- _Objective_:
Put every line of the rows below into a Markdown table with two columns, No. and Line. Number each line and leave out blank lines.

- _Records for processing_:
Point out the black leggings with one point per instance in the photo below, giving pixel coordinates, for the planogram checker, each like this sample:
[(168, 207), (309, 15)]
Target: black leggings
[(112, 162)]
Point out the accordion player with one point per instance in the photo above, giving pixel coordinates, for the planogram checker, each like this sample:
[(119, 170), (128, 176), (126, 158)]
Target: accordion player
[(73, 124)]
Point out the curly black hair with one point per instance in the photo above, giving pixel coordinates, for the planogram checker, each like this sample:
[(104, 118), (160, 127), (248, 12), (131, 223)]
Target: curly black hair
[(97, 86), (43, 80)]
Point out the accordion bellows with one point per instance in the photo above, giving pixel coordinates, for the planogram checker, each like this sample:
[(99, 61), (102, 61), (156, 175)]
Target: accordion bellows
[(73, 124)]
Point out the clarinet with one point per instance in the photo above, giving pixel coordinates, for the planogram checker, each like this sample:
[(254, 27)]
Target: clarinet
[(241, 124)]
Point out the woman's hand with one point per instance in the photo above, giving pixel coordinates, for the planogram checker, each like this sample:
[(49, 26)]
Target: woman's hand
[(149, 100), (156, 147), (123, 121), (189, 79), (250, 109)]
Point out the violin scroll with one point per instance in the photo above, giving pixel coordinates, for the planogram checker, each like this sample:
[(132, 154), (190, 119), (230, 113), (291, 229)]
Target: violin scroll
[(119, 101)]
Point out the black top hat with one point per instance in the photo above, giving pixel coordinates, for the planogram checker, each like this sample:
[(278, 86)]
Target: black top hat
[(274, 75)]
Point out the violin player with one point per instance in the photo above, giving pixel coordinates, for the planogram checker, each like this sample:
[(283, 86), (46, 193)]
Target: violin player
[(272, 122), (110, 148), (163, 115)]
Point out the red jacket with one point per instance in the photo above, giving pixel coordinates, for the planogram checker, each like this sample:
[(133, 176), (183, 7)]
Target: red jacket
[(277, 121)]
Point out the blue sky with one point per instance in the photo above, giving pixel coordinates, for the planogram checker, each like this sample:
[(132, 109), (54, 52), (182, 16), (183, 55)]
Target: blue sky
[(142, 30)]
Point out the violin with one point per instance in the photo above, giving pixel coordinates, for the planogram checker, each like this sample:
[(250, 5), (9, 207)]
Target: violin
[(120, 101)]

- _Completed exercise_:
| No. | Line |
|---|---|
| 1 | Point out the black leggings with one point per instance in the photo below, giving pixel coordinates, for the planogram checker, each like this sample: |
| 2 | [(168, 207), (309, 15)] |
| 3 | Target: black leggings |
| 4 | [(112, 162)] |
| 5 | Point out the accordion player with one point per instance in the photo above, giving pixel coordinates, for the planogram checker, each like this sample: |
| 6 | [(119, 170), (128, 176), (126, 158)] |
| 7 | Target: accordion player |
| 8 | [(73, 124)] |
| 9 | Point out the curly black hair with one point per instance in the photo above, giving pixel coordinates, for the planogram checker, each like this sample: |
| 10 | [(104, 118), (160, 127), (248, 12), (131, 223)] |
| 11 | Target: curly black hair |
| 12 | [(97, 86), (43, 80)] |
| 13 | Point out the accordion bellows with one point per instance in the photo above, giving pixel coordinates, for the planogram checker, each like this sample: |
| 14 | [(99, 61), (102, 61), (156, 175)] |
| 15 | Target: accordion bellows |
| 16 | [(73, 124)] |
| 17 | Point out the clarinet with one point per instance in the photo above, giving pixel coordinates, for the planogram checker, each like this sample: |
| 18 | [(254, 27)] |
| 19 | Target: clarinet |
| 20 | [(241, 124)] |
| 21 | Point out the woman's hand with one point per instance in the photo above, giving pixel coordinates, for the planogram checker, each like this sample: |
| 22 | [(49, 26)] |
| 23 | Target: woman's hand |
| 24 | [(149, 100), (156, 147), (123, 121), (189, 79), (250, 109)] |
| 25 | Point out the violin scroll with one point per instance in the photo above, giving pixel coordinates, for the planogram checker, each like this sample: |
| 26 | [(132, 154), (190, 119), (230, 113), (291, 229)] |
| 27 | Target: violin scroll |
| 28 | [(119, 101)] |
| 29 | Point out the black top hat with one point per instance in the photo above, giving pixel coordinates, for the planogram checker, each like this sample: |
| 30 | [(278, 86)] |
| 31 | Target: black top hat |
| 32 | [(274, 75)] |
| 33 | Point out the violin player with one point per instance in the photo above, giving pixel coordinates, for the planogram checker, each like this sample: |
| 34 | [(283, 86), (46, 193)] |
| 35 | Target: violin player |
| 36 | [(272, 122), (110, 148), (163, 115)] |
| 37 | Point out the red jacket with one point per instance in the photo above, giving pixel coordinates, for the planogram checker, each like this sample: |
| 38 | [(133, 176), (183, 7)] |
| 39 | Target: red jacket |
| 40 | [(277, 121)] |
| 41 | Point out the blue sky with one point per instance in the photo above, giving pixel coordinates, for the planogram checker, each like this sample: |
| 42 | [(132, 109), (54, 52), (182, 16), (183, 55)] |
| 43 | Target: blue sky |
| 44 | [(142, 30)] |
| 45 | Point out the violin with one point per instance in the photo above, giving pixel coordinates, for the planogram checker, each like this sample: |
| 46 | [(250, 5), (9, 207)] |
| 47 | Target: violin |
| 48 | [(120, 101)] |